----- Passage -----
Integrity and Security:Encryption and Authentication

Encryption and Authentication

The various provisions that a database system may make for authorization may still not provide sufficient protection for highly sensitive data. In such cases, data may be stored in encrypted form. It is not possible for encrypted data to be read unless the reader knows how to decipher (decrypt) them. Encryption also forms the basis of good schemes for authenticating users to a database.

Encryption Techniques

There are a vast number of techniques for the encryption of data. Simple encryption techniques may not provide adequate security, since it may be easy for an unauthorized user to break the code. As an example of a weak encryption technique, consider the substitution of each character with the next character in the alphabet. Thus,

Perryridge

becomes

Qfsszsjehf

If an unauthorized user sees only “Qfsszsjehf,” she probably has insufficient information to break the code. However, if the intruder sees a large number of encrypted branch names, she could use statistical data regarding the relative frequency of characters to guess what substitution is being made (for example, E is the most common letter in English text, followed by T, A, O, N, I and so on).

A good encryption technique has the following properties:

• It is relatively simple for authorized users to encrypt and decrypt data.

• It depends not on the secrecy of the algorithm, but rather on a parameter of the algorithm called the encryption key.

• Its encryption key is extremely difficult for an intruder to determine.

One approach, the Data Encryption Standard (DES), issued in 1977, does both a substitution of characters and a rearrangement of their order on the basis of an encryption key. For this scheme to work, the authorized users must be provided with the encryption key via a secure mechanism. This requirement is a major weakness, since the scheme is no more secure than the security of the mechanism by which the encryption key is transmitted. The DES standard was reaffirmed in 1983, 1987, and again in 1993. However, weakness in DES was recongnized in 1993 as reaching a point where a new standard to be called the Advanced Encryption Standard (AES), needed to be selected. In 2000, the Rijndael algorithm (named for the inventors

V. Rijmen and J. Daemen), was selected to be the AES. The Rijndael algorithm was chosen for its significantly stronger level of security and its relative ease of implementation on current computer systems as well as such devices as smart cards. Like the DES standard, the Rijndael algorithm is a shared-key (or, symmetric key) algorithm in which the authorized users share a key.

Public-key encryption is an alternative scheme that avoids some of the problems that we face with the DES. It is based on two keys; a public key and a private key. Each user Ui has a public key Ei and a private key Di. All public keys are published: They can be seen by anyone. Each private key is known to only the one user to whom the key belongs. If user U1 wants to store encrypted data, U1 encrypts them using public key E1. Decryption requires the private key D1.

Because the encryption key for each user is public, it is possible to exchange information securely by this scheme. If user U1 wants to share data with U2, U1 encrypts the data using E2, the public key of U2. Since only user U2 knows how to decrypt the data, information is transferred securely.

For public-key encryption to work, there must be a scheme for encryption that can be made public without making it easy for people to figure out the scheme for decryption. In other words, it must be hard to deduce the private key, given the public key. Such a scheme does exist and is based on these conditions:

• There is an efficient algorithm for testing whether or not a number is prime.
----- Listed entries -----
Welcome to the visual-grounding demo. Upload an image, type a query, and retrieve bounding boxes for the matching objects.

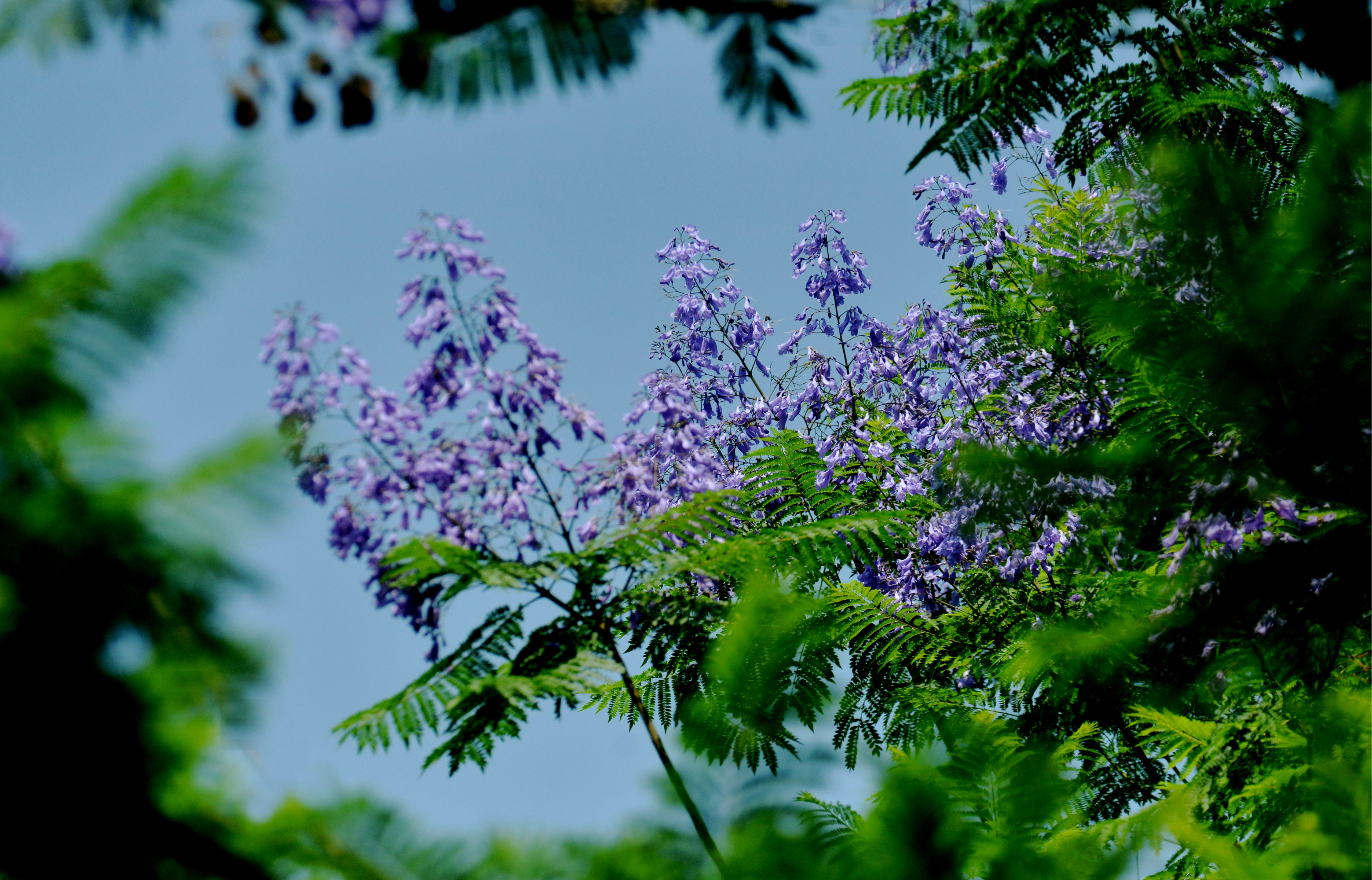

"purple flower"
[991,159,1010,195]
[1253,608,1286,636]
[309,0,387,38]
-----
----- Listed entries -----
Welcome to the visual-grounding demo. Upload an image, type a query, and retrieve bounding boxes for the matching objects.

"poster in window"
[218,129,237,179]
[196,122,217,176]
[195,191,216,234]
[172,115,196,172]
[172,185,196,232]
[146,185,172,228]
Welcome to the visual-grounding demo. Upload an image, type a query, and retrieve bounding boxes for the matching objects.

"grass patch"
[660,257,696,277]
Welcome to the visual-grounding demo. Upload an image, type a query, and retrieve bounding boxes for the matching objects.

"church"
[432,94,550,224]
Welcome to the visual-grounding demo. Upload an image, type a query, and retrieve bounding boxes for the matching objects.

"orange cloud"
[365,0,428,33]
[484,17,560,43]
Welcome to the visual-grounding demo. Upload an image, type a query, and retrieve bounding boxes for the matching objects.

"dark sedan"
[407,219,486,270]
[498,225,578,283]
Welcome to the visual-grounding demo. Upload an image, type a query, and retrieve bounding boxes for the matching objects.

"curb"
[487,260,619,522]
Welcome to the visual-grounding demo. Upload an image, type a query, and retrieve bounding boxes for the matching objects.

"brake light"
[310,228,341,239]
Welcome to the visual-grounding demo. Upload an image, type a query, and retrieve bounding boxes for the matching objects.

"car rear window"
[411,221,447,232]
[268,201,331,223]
-----
**Do this**.
List every property that the encryption passage gives for a good encryption technique. Work from the encryption passage alone.

**Written solution**.
- It is relatively simple for authorized users to encrypt and decrypt data.
- It depends not on the secrecy of the algorithm, but rather on a parameter of the algorithm called the encryption key.
- Its encryption key is extremely difficult for an intruder to determine.